*ENTRIES SHOWN*.
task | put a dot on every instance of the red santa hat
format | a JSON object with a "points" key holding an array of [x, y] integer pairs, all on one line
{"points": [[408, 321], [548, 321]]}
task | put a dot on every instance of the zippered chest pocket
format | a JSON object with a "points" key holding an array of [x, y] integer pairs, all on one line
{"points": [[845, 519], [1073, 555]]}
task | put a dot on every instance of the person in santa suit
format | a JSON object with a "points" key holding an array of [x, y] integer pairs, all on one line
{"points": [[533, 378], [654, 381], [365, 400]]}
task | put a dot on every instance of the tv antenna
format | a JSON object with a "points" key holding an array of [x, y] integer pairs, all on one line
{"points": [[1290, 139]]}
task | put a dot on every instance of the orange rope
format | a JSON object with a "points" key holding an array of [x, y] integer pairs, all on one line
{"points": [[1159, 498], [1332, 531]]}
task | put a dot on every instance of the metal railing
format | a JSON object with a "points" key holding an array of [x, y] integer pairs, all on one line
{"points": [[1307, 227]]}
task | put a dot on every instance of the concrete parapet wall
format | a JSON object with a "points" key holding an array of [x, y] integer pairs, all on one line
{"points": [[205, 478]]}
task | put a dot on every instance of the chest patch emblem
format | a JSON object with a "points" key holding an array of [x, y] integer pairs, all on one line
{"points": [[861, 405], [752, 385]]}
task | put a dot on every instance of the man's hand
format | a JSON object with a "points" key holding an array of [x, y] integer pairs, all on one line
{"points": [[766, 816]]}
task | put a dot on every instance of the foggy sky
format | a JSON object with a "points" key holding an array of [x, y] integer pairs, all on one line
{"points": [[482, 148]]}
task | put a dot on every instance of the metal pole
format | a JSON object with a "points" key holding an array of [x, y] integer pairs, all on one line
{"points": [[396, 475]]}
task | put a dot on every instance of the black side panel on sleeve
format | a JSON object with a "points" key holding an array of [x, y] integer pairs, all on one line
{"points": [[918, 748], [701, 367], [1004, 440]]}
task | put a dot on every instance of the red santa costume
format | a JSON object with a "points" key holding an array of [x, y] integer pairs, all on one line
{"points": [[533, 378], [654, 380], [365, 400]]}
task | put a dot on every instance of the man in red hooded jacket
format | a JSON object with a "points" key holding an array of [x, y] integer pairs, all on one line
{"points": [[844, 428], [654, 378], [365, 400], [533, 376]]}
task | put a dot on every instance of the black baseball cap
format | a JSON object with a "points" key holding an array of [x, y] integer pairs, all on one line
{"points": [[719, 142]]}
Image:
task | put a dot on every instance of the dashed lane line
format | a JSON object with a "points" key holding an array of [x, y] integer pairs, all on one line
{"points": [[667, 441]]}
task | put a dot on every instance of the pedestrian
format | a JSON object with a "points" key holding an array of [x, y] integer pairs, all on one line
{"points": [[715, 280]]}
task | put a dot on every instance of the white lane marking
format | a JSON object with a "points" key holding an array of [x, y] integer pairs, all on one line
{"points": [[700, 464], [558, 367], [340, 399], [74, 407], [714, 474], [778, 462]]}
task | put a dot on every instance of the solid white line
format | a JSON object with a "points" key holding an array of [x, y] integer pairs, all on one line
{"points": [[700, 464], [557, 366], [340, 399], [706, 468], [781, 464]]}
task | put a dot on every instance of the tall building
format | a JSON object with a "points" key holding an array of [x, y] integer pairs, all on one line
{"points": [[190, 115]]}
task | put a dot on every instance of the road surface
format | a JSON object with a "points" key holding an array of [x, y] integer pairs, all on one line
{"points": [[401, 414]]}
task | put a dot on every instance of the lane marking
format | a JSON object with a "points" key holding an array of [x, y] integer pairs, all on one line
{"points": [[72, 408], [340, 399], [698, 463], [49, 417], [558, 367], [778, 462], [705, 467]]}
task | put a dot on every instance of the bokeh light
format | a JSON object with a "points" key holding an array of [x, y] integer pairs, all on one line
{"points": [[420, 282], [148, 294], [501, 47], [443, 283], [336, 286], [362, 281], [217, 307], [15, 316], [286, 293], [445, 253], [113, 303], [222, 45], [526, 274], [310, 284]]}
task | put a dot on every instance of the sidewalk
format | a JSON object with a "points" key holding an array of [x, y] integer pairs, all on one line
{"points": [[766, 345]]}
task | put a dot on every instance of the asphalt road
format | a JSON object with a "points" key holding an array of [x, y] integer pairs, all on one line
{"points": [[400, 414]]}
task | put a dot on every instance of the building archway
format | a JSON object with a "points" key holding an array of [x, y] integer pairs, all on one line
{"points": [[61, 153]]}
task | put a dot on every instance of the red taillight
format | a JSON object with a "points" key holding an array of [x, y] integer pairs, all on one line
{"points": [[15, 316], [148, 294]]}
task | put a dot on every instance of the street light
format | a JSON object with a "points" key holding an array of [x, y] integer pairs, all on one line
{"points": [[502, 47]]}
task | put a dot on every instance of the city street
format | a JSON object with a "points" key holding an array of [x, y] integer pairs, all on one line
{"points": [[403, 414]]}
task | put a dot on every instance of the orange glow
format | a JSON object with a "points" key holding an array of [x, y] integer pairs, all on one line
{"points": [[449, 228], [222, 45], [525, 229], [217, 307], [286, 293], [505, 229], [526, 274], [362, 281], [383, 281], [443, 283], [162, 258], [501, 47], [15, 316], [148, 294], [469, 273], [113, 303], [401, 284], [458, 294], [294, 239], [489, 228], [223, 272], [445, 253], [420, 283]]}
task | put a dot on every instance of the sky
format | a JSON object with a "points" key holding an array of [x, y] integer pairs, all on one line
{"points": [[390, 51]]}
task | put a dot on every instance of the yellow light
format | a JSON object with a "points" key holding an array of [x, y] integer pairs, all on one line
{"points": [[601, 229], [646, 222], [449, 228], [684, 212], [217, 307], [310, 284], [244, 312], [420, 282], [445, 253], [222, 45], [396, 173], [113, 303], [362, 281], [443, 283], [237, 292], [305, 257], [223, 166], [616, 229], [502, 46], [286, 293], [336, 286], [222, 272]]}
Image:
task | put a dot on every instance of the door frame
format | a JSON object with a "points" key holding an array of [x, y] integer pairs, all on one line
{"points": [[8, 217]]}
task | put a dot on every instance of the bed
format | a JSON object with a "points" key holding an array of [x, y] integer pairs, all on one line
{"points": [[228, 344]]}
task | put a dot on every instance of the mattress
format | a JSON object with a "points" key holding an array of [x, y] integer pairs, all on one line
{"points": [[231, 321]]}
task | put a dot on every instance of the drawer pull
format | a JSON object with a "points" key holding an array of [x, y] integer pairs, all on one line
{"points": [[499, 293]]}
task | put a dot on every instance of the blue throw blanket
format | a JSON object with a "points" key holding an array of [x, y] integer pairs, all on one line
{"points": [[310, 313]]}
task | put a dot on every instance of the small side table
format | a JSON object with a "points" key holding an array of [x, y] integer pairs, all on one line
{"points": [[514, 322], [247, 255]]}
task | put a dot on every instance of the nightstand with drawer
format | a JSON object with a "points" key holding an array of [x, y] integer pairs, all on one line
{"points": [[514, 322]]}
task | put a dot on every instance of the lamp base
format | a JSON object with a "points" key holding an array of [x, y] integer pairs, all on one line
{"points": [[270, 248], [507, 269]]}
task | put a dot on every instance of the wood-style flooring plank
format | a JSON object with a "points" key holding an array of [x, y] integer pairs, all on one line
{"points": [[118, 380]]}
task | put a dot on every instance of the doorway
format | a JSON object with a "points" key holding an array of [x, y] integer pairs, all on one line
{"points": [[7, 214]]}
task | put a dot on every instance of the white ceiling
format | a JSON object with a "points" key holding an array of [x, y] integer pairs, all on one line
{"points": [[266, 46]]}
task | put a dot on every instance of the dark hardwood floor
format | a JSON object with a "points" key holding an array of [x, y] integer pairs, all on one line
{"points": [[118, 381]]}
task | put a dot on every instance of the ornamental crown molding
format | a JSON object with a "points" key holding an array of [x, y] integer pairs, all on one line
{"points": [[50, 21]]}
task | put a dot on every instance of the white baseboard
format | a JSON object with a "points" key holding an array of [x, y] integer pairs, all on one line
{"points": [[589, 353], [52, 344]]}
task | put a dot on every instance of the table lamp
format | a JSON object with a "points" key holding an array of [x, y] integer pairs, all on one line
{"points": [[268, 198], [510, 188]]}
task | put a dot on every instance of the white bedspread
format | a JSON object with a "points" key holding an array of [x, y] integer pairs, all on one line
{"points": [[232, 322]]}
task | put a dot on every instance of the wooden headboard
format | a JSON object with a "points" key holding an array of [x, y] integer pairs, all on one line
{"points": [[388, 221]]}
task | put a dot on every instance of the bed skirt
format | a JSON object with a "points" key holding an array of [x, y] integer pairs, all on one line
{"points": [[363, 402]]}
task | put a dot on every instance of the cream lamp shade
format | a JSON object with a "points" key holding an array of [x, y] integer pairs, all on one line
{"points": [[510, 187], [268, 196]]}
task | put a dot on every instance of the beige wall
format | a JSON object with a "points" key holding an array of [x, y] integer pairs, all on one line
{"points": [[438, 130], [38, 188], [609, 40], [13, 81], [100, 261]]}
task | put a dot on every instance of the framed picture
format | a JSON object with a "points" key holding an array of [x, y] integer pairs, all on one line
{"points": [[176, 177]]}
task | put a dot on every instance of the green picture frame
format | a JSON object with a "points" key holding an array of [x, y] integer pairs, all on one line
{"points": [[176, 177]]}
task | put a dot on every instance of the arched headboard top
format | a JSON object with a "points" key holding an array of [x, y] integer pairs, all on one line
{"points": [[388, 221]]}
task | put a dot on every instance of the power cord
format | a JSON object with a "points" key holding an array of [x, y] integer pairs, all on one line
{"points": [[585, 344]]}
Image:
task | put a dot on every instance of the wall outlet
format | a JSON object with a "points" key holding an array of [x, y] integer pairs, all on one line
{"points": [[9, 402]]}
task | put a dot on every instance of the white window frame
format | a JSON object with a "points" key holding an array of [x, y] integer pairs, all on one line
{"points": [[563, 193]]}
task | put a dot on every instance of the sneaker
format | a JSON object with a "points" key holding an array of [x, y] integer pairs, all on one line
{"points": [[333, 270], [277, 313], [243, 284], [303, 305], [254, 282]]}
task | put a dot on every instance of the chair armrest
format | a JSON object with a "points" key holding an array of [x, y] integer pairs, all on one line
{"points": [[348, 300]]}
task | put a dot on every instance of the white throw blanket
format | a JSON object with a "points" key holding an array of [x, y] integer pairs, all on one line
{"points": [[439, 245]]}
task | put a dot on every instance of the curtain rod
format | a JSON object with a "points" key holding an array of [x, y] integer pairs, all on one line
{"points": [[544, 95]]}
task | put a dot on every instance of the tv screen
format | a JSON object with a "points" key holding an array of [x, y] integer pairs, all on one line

*THE PROBLEM*. Give back the lines of the listing from the one with "white window frame" through the end, both included, exactly as written and with nothing added.

*WRITTEN SOLUTION*.
task | put a dot on every instance of the white window frame
format | a JSON object with a "points" key holding an array of [x, y] integer pairs, all on one line
{"points": [[563, 193]]}
task | put a dot on every instance of the sneaker
format | a JSON object with a "points" key holding an array of [x, y] integer pairs, all on one line
{"points": [[333, 270], [277, 313], [243, 284], [303, 305], [254, 282]]}
task | put a dot on every instance of the chair armrest
format | a JSON object with a "points" key holding an array of [x, y] integer pairs, all on one line
{"points": [[348, 300]]}
task | put a dot on every instance of the white throw blanket
format | a JSON object with a "points" key holding an array of [x, y] integer pairs, all on one line
{"points": [[439, 245]]}
task | put a dot on every instance of the curtain rod
format | a JSON object with a "points" key holding an array of [x, y] integer pairs, all on one line
{"points": [[544, 95]]}
task | put a dot on every instance of the tv screen
format | a JSON object with a "points" key holding an array of [x, y] integer pairs, all on one line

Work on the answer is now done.